═════ Provided information
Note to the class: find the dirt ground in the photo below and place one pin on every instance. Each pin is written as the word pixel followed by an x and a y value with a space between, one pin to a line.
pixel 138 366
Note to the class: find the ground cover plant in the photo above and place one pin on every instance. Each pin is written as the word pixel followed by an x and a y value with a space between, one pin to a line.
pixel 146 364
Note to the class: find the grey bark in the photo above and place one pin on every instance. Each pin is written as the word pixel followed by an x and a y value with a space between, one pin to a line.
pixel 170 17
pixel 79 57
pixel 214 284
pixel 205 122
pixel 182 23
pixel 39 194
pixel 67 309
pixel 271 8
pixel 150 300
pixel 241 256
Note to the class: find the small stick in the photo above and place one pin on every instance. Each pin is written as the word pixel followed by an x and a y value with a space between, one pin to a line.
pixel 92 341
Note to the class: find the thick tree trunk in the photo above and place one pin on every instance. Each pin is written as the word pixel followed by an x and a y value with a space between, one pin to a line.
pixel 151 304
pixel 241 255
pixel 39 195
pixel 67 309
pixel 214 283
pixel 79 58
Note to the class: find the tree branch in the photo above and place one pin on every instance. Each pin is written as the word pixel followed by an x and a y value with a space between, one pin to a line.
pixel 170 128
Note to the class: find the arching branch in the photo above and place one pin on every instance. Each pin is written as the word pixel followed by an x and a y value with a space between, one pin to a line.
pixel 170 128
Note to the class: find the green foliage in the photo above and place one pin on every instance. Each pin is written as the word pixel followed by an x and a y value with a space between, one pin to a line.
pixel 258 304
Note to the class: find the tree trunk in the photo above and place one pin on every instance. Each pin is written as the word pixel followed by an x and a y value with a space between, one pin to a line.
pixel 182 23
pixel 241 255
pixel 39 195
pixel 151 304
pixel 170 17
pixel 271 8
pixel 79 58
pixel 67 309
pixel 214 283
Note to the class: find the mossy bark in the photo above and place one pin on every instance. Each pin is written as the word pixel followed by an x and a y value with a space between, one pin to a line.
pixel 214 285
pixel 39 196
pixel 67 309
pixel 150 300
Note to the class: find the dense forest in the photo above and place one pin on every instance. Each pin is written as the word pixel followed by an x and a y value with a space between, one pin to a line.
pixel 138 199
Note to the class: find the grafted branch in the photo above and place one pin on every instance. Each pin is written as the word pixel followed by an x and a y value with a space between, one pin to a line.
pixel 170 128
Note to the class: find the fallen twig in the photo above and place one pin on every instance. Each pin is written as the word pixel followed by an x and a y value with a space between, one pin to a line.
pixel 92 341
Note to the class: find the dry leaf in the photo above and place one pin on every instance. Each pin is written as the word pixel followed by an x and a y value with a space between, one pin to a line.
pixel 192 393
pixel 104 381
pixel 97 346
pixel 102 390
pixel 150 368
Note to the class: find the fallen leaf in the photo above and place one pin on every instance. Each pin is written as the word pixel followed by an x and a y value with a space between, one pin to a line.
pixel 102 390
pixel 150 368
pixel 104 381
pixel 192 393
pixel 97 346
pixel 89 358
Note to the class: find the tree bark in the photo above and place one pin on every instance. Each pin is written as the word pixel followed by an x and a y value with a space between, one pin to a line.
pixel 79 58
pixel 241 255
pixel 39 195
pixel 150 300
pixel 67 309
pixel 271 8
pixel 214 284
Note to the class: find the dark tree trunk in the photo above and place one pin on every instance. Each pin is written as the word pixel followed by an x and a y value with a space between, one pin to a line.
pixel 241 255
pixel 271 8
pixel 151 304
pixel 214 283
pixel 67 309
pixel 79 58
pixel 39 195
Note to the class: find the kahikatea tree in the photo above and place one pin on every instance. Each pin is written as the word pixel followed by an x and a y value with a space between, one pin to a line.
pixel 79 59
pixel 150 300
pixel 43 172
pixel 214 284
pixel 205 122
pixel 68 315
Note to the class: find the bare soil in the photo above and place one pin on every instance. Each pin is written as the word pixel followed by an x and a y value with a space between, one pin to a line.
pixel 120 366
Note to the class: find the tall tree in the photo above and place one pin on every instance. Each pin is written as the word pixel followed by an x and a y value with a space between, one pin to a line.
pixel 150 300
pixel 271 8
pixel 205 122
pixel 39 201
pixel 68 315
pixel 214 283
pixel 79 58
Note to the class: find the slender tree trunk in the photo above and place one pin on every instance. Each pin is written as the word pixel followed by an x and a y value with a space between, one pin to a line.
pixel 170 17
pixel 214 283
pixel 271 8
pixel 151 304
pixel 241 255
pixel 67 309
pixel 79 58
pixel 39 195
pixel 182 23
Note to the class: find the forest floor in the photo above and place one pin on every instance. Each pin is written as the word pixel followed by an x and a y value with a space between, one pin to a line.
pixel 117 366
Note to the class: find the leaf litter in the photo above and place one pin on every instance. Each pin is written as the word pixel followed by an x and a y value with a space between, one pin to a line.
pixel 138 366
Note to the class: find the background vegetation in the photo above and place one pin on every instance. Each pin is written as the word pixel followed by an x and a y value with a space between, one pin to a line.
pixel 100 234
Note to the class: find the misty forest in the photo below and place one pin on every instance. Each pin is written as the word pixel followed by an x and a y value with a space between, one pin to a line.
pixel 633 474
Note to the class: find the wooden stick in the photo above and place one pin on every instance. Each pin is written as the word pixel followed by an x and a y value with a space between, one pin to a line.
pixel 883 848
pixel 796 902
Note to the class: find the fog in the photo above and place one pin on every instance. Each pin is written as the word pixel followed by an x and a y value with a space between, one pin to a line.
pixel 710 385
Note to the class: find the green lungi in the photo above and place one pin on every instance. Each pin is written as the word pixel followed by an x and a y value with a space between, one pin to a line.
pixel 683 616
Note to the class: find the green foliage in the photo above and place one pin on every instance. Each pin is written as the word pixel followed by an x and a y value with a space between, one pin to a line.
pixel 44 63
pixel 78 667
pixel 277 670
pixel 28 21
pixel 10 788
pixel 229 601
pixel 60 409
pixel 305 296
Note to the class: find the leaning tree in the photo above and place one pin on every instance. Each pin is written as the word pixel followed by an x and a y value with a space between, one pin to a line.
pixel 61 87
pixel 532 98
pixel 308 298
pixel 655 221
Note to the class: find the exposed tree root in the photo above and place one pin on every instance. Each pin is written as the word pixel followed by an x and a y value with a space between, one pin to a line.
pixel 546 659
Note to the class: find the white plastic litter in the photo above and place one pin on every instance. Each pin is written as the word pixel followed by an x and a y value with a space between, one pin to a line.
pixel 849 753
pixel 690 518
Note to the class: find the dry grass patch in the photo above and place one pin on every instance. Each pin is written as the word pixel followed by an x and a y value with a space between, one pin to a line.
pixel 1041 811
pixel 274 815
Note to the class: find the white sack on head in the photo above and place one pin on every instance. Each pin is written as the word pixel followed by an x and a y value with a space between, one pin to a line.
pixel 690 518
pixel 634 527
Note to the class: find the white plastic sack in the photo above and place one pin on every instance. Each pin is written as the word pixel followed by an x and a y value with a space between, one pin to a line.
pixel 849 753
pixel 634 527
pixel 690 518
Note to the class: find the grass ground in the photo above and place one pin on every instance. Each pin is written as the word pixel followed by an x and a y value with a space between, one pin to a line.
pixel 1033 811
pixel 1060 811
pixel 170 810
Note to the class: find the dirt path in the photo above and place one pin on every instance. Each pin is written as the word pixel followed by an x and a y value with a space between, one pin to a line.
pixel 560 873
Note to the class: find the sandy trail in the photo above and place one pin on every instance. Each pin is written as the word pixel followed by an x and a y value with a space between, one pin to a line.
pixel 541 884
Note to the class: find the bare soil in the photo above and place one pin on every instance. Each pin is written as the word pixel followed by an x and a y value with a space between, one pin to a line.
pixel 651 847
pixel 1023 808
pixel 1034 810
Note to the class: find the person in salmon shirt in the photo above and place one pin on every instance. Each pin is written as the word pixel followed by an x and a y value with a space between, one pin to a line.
══════════
Your instructions: What you write must match the records above exactly, line for line.

Written solution:
Note to the class: find the dirt ground in the photo below and place one pin on every instance. Each pin is written as the word pixel followed by an x and a y value with a space between, one pin to a line.
pixel 138 366
Note to the class: find the ground cover plant in the photo above and place one pin on every instance. Each pin is written as the word pixel followed by an x and a y value with a space between, one pin to a line.
pixel 146 364
Note to the class: find the grey bark in the photo above and place one pin on every instance. Each pin is written as the word pixel followed by an x and a y value with a space between, one pin to a line.
pixel 170 17
pixel 79 57
pixel 214 284
pixel 205 122
pixel 182 23
pixel 39 194
pixel 67 309
pixel 271 8
pixel 150 300
pixel 241 256
Note to the class: find the small stick in the photo above and place one pin on every instance. Each pin is written as the word pixel followed by an x and a y value with a space between, one pin to a line.
pixel 92 341
Note to the class: find the thick tree trunk in the photo above and place one pin on every instance. Each pin is written as the word pixel followed by an x and a y value with a space between, one pin to a line.
pixel 151 304
pixel 241 255
pixel 39 195
pixel 67 309
pixel 214 283
pixel 79 58
Note to the class: find the tree branch in the photo above and place one pin on every instance. Each pin is written as the word pixel followed by an x and a y value with a space between, one pin to a line.
pixel 170 128
Note to the class: find the arching branch in the photo above and place one pin on every instance. Each pin is written as the word pixel followed by an x and a y value with a space between, one pin to a line.
pixel 170 128
Note to the class: find the green foliage in the photo above and place one pin on every instance. Each pin is written as the word pixel followed by an x and a y value with a space between, one pin to a line.
pixel 258 304
Note to the class: find the tree trunk in the photo above and place one pin on every instance. Each pin is written as the word pixel followed by an x and a y value with a space between, one pin to a line.
pixel 182 23
pixel 241 255
pixel 39 195
pixel 151 304
pixel 170 17
pixel 271 8
pixel 79 58
pixel 67 309
pixel 214 283
Note to the class: find the mossy bark in the photo above and place one pin on every instance. Each pin is written as the word pixel followed by an x and a y value with a space between, one pin to a line.
pixel 214 285
pixel 39 196
pixel 67 309
pixel 150 300
Note to the class: find the dense forest in the photo above and place one pin on every instance. Each pin is written as the word pixel followed by an x and a y value with a space between, one pin to a line.
pixel 138 199
Note to the class: find the grafted branch in the photo above and place one pin on every instance. Each pin is written as the word pixel followed by an x and a y value with a space between, one pin to a line.
pixel 170 128
Note to the class: find the fallen twig in the photo above and place one pin on every instance. Each pin is written as the word pixel followed by an x and a y value with a space between, one pin to a line.
pixel 92 341
Note to the class: find the dry leaf in the photo above and place one pin on every instance. Each pin is written as the word pixel followed by an x and a y value with a space between, one pin to a line.
pixel 192 393
pixel 104 381
pixel 97 346
pixel 102 390
pixel 150 368
Note to the class: find the fallen leaf in the photo above and place one pin on every instance. Each pin is written as the word pixel followed by an x and a y value with a space between, one pin to a line.
pixel 102 390
pixel 150 368
pixel 104 381
pixel 192 393
pixel 97 346
pixel 89 358
Note to the class: find the tree bark in the photo above and place one pin on every instance. Each pin is written as the word pixel followed by an x and a y value with a space between, one pin to a line.
pixel 79 58
pixel 241 255
pixel 39 195
pixel 150 300
pixel 67 309
pixel 271 8
pixel 214 284
Note to the class: find the dark tree trunk in the photo above and place one pin on every instance. Each pin is written as the word pixel followed by an x and a y value with a space between, one pin to a line.
pixel 241 255
pixel 271 8
pixel 151 304
pixel 214 283
pixel 67 309
pixel 79 58
pixel 39 195
Note to the class: find the kahikatea tree in the photo above and place one pin on every instance. Each pin is written as the word pixel followed by an x and a y value with a space between, one pin to a line.
pixel 79 59
pixel 150 300
pixel 43 172
pixel 214 284
pixel 205 122
pixel 68 315
Note to the class: find the bare soil in the photo above and place one pin on every instance. Each pin is written as the word pixel followed by an x and a y value with a space between, one pin to a line.
pixel 120 366
Note to the class: find the tall tree in the photo above and place one pin on every instance. Each pin is written as the word pixel followed by an x and a y value with a space between, one pin to a line.
pixel 150 300
pixel 271 8
pixel 205 122
pixel 39 201
pixel 68 315
pixel 214 283
pixel 79 58
Note to the class: find the slender tree trunk in the photo above and place one pin on every instance. Each pin is written as the word pixel followed by an x and a y value with a space between, one pin to a line.
pixel 170 17
pixel 214 283
pixel 271 8
pixel 151 304
pixel 241 255
pixel 67 309
pixel 79 58
pixel 39 195
pixel 182 23
Note to the class: find the forest floor in the photo above and place one pin on every instance. Each pin is written as the word pixel followed by an x and a y value with a space between, one pin to a line.
pixel 117 366
Note to the class: find the leaf litter in the photo above and place one pin on every instance. Each pin is written as the word pixel followed by an x and a y value with a space between, one pin to a line.
pixel 138 366
Note to the class: find the background vegetation in the photo above and place one pin on every instance. Each pin is written as the word pixel followed by an x and a y value with a space between, one pin to a line.
pixel 100 234
Note to the class: find the misty forest in the photo below and place one pin on every instance. Each pin is written as the word pixel followed by an x and a y value with a space between, one pin to a line.
pixel 633 474
Note to the class: find the wooden stick in the photo above and place one pin on every instance. Each pin is written as the word pixel followed by an x and a y value with a space between, one pin to a line.
pixel 883 848
pixel 796 902
Note to the class: find the fog in the photo above and place one pin on every instance. Each pin is written as the word pixel followed by an x and a y value with a space between, one pin to a line.
pixel 710 385
Note to the class: find the green lungi in the photo above and place one pin on every instance. Each pin is written as the word pixel followed by an x and a y value with a space between, one pin to a line.
pixel 683 616
Note to the class: find the green foliage in the photo above and place one pin on every instance. Each pin is written as the word pixel followed by an x and a y value with a space between, one pin to a line.
pixel 44 63
pixel 78 667
pixel 277 670
pixel 28 21
pixel 10 788
pixel 229 601
pixel 60 409
pixel 305 296
Note to the class: find the leaning tree in the photo above and place one pin on every instance. Each pin is written as the word pixel followed by an x and a y value with a space between, one pin to a line.
pixel 61 87
pixel 532 98
pixel 308 298
pixel 655 221
Note to the class: find the exposed tree root in the photo above and place one pin on every instance. Each pin is written as the word pixel followed by an x and a y value with a space between, one pin to a line.
pixel 546 659
Note to the class: find the white plastic litter in the photo above and place one pin on every instance. Each pin is written as the word pixel followed by an x and a y value with a space between, one pin to a line.
pixel 849 753
pixel 690 518
Note to the class: find the dry grass patch in the photo above and place one pin on every instance. Each pin is written as the word pixel followed by an x and a y value with a space between, one pin to a line.
pixel 1041 811
pixel 274 815
Note to the class: find the white sack on head in the photo above and place one pin on every instance. Each pin is written as the word pixel followed by an x and a y value with a space between, one pin to a line.
pixel 690 518
pixel 634 527
Note to the class: find the white plastic sack in the photo above and place one pin on every instance. Each pin is written as the word pixel followed by an x and a y value with a space between, one pin to a line.
pixel 849 753
pixel 634 527
pixel 690 518
Note to the class: find the grass ground in the photo above and place one pin on every instance. Each pin is written as the word pixel followed by an x and a y value with a space between, one pin to a line.
pixel 1033 811
pixel 1060 811
pixel 170 810
Note to the class: find the dirt path in the photo above and place one pin on every instance. Each pin is written as the word pixel followed by an x and a y value with a space between, one pin to a line.
pixel 560 873
Note to the class: find the sandy trail in the photo above and place one pin on every instance. Each pin is written as the word pixel followed by an x and a y value with a space between, one pin to a line.
pixel 541 884
Note to the class: find the bare soil in the photo above and place one pin on every instance. Each pin is written as the word pixel followed by an x and a y value with a space between, one pin to a line.
pixel 651 847
pixel 1023 808
pixel 1034 810
Note to the class: find the person in salmon shirt in the photo above and place one pin on every instance. Each pin is written as the word pixel followed by an x and a y value with a space between, one pin to a line.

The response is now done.